Records from a collection
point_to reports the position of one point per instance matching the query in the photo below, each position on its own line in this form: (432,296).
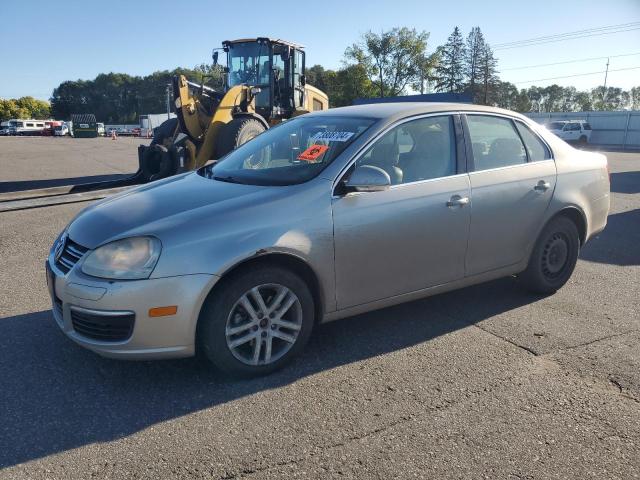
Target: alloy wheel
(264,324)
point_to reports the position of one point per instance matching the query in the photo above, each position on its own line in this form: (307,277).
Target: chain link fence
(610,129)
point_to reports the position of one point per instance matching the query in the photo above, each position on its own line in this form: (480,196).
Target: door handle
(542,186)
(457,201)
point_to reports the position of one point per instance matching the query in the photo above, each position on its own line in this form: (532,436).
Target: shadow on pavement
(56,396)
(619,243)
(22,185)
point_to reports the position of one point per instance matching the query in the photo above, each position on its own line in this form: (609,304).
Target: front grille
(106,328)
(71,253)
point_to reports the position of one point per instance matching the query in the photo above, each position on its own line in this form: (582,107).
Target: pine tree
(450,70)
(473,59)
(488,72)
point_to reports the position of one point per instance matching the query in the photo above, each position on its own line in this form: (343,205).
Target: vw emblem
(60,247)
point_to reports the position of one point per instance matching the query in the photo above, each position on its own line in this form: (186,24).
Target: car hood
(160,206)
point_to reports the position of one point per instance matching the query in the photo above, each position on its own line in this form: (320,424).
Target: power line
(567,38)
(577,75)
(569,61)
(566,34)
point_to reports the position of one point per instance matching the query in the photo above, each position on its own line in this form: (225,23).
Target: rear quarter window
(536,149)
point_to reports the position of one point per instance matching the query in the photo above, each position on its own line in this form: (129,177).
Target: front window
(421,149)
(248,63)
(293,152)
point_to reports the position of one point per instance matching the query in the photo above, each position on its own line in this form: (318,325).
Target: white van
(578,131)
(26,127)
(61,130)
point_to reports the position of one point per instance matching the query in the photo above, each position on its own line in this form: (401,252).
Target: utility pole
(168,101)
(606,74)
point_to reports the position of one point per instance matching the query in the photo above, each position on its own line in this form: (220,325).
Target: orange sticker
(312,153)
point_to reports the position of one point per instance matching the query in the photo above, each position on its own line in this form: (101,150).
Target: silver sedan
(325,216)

...

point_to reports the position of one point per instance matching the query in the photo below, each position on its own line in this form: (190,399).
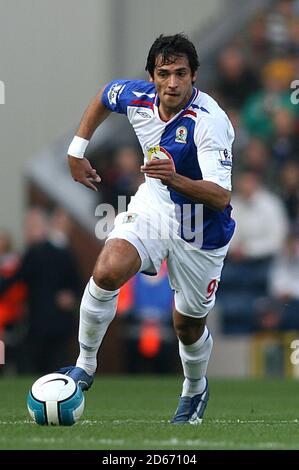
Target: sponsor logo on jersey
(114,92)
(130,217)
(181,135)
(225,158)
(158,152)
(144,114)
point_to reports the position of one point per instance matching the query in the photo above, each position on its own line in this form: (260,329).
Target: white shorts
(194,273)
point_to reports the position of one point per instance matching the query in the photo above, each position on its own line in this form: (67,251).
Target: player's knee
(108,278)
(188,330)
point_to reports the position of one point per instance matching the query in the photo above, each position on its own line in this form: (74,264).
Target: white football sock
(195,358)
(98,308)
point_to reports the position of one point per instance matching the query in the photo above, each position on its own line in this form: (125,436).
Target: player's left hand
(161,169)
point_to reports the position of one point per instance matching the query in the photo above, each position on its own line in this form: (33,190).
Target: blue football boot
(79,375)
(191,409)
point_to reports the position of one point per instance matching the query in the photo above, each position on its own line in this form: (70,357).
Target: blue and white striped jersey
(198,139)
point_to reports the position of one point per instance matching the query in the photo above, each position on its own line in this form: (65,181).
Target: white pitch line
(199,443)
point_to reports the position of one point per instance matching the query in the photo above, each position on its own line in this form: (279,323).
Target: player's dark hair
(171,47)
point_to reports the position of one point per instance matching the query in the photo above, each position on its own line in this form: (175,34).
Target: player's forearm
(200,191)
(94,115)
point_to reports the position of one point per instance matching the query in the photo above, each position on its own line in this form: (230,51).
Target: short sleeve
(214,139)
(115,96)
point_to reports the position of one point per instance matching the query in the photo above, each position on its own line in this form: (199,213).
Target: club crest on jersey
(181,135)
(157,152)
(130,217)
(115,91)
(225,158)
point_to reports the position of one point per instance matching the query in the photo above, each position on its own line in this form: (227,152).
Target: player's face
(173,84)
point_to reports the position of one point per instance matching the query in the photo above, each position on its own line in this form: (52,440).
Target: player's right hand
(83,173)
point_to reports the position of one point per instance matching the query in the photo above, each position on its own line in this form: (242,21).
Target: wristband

==

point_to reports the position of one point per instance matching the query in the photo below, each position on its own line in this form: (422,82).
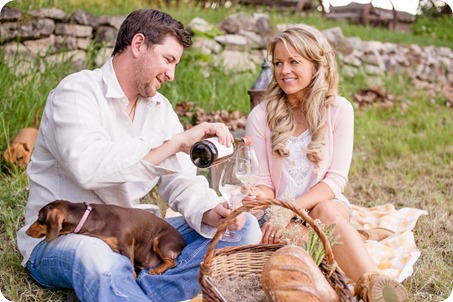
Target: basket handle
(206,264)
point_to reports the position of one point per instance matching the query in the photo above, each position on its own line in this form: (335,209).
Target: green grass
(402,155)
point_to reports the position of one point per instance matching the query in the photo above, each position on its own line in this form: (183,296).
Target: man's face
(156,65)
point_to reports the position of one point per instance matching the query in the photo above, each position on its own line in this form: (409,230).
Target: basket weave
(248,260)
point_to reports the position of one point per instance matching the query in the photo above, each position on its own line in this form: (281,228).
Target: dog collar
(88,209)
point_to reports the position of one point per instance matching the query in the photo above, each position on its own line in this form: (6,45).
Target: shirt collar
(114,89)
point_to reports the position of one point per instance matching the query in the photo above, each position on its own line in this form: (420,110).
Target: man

◆ INSTRUCTIONS TO FOLLOW
Check every line above for the string "below" and copy those that have it.

◆ FINISHED TASK
point_to reports the position of one point per instance matching the query in the photo below, each position on its own line in this form: (432,296).
point_to reports the position of one point per instance matching the query in the photo below, each position on its own line in this form: (190,399).
point_to reports the position of one point per instance matching the query in the photo below, each position on its own line in this form: (422,82).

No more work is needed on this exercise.